What is expected:
Copy everything from the start of the entries down to the line containing "35), (230, 34)]]", replacing "blue sky" with "open sky" and changing nothing else, and leave the pictures out.

Records for the exercise:
---------------
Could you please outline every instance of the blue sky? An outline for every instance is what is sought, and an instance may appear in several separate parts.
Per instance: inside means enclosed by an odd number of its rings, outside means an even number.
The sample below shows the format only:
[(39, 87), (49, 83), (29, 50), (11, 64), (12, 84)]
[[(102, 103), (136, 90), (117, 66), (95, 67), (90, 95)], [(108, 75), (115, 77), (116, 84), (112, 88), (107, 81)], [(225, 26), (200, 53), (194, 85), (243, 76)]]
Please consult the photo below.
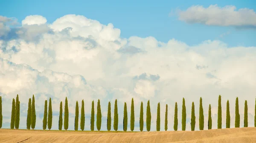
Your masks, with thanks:
[[(223, 7), (233, 5), (237, 9), (247, 8), (256, 9), (253, 0), (1, 0), (1, 15), (15, 17), (21, 21), (29, 15), (46, 17), (48, 22), (67, 14), (80, 14), (103, 24), (113, 24), (121, 30), (121, 36), (141, 37), (152, 36), (167, 42), (175, 38), (190, 45), (202, 41), (219, 39), (229, 46), (256, 45), (255, 30), (239, 30), (229, 26), (209, 26), (188, 24), (178, 20), (177, 8), (184, 10), (199, 5), (207, 7), (217, 4)], [(170, 16), (171, 11), (174, 14)], [(223, 37), (220, 35), (230, 34)]]

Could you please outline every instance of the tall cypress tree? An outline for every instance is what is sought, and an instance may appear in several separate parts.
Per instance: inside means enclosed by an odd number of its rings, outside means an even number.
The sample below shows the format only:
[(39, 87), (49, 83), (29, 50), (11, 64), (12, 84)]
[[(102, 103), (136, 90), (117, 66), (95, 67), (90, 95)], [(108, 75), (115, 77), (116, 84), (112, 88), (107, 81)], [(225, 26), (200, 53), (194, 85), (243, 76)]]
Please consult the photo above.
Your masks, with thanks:
[(127, 117), (127, 107), (126, 106), (126, 103), (125, 102), (125, 106), (124, 107), (124, 120), (123, 120), (123, 128), (124, 131), (126, 132), (127, 131), (127, 123), (128, 121), (128, 118)]
[(143, 131), (144, 126), (143, 114), (143, 102), (141, 101), (141, 103), (140, 104), (140, 132)]
[(115, 107), (114, 108), (114, 129), (117, 131), (118, 129), (118, 112), (117, 110), (117, 100), (115, 101)]
[(47, 126), (49, 130), (52, 129), (52, 99), (50, 98), (49, 100), (49, 107), (48, 115), (48, 124)]
[(64, 107), (64, 129), (67, 130), (68, 129), (68, 104), (67, 98), (66, 97), (65, 100), (65, 107)]
[(212, 129), (212, 107), (211, 104), (209, 104), (209, 109), (208, 111), (208, 129)]
[(157, 131), (160, 131), (160, 103), (157, 104)]
[(186, 105), (185, 104), (185, 99), (183, 98), (183, 100), (182, 101), (182, 129), (183, 131), (186, 130)]
[(108, 102), (108, 118), (107, 118), (107, 129), (109, 131), (111, 130), (111, 104)]
[(92, 109), (91, 112), (90, 128), (91, 131), (94, 130), (94, 101), (92, 102)]
[(18, 121), (19, 120), (20, 116), (19, 114), (20, 114), (20, 111), (19, 110), (19, 95), (17, 94), (16, 100), (16, 104), (15, 105), (15, 129), (19, 129), (19, 124), (20, 123)]
[(227, 112), (226, 112), (226, 128), (230, 128), (230, 114), (229, 109), (229, 101), (227, 101)]
[(82, 131), (84, 129), (84, 121), (85, 118), (84, 117), (84, 100), (82, 100), (82, 107), (81, 107), (81, 118), (80, 121), (80, 129)]
[(14, 129), (15, 121), (15, 100), (12, 98), (12, 116), (11, 117), (11, 129)]
[(247, 106), (247, 101), (244, 101), (244, 127), (248, 127), (248, 106)]
[(78, 107), (78, 101), (76, 101), (76, 116), (75, 116), (75, 130), (78, 130), (78, 118), (79, 116), (79, 107)]
[(173, 129), (175, 131), (178, 130), (178, 106), (177, 103), (175, 103), (175, 109), (174, 110), (174, 124)]
[(150, 127), (151, 126), (151, 112), (150, 111), (150, 104), (149, 104), (149, 100), (148, 101), (148, 105), (147, 106), (146, 112), (146, 122), (147, 131), (150, 131)]
[(168, 129), (168, 105), (166, 105), (166, 114), (164, 119), (164, 130), (167, 131)]
[(62, 101), (60, 104), (60, 115), (59, 116), (59, 130), (62, 129)]
[(0, 96), (0, 129), (3, 125), (3, 114), (2, 114), (2, 96)]
[(31, 98), (29, 99), (28, 107), (28, 114), (27, 115), (27, 129), (30, 129), (31, 125)]
[(101, 128), (102, 117), (100, 102), (99, 102), (99, 99), (98, 99), (98, 104), (97, 105), (97, 120), (96, 121), (96, 126), (97, 126), (97, 129), (99, 131), (100, 130), (100, 128)]
[(130, 127), (131, 127), (131, 131), (133, 131), (133, 130), (134, 129), (134, 121), (135, 121), (134, 105), (134, 100), (133, 100), (133, 98), (131, 99), (131, 120), (130, 120), (131, 126), (130, 126)]
[(32, 129), (35, 127), (36, 115), (35, 115), (35, 96), (33, 95), (32, 98), (32, 104), (31, 104), (31, 128)]
[(204, 130), (204, 109), (203, 108), (203, 103), (202, 98), (200, 98), (200, 105), (199, 107), (199, 129)]
[(239, 128), (240, 127), (240, 114), (239, 114), (239, 105), (238, 102), (238, 97), (236, 99), (236, 115), (235, 119), (235, 127)]
[(47, 125), (47, 100), (44, 101), (44, 118), (43, 119), (43, 129), (46, 129)]
[(194, 102), (192, 102), (191, 108), (191, 131), (195, 131), (195, 104)]
[(219, 95), (218, 107), (218, 129), (221, 129), (222, 117), (221, 115), (221, 96)]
---------------
Output of the task:
Could you please outline every instance of the open sky? An outline for every instance is what is sought, and an instance may appear in several separate parts.
Per instance: inside means enclosed by an odd number of its rings, outside means an even number.
The sample below shows the format only:
[(39, 87), (49, 83), (29, 50), (11, 64), (12, 84)]
[[(102, 103), (136, 90), (117, 66), (95, 67), (90, 95)], [(108, 75), (115, 77), (116, 84), (112, 88), (107, 81)], [(225, 26), (200, 53), (194, 85), (243, 76)]]
Please consult the photo below.
Your masks, with thanks:
[[(223, 7), (233, 5), (237, 9), (247, 8), (256, 9), (253, 0), (1, 0), (1, 15), (15, 17), (21, 21), (29, 15), (46, 17), (48, 22), (67, 14), (80, 14), (103, 24), (113, 24), (121, 30), (121, 36), (141, 37), (152, 36), (167, 42), (175, 38), (190, 45), (202, 41), (219, 39), (229, 46), (256, 45), (255, 30), (239, 30), (229, 26), (209, 26), (188, 24), (178, 20), (177, 8), (184, 10), (199, 5), (207, 7), (217, 4)], [(170, 16), (171, 11), (174, 14)], [(223, 37), (220, 35), (230, 34)]]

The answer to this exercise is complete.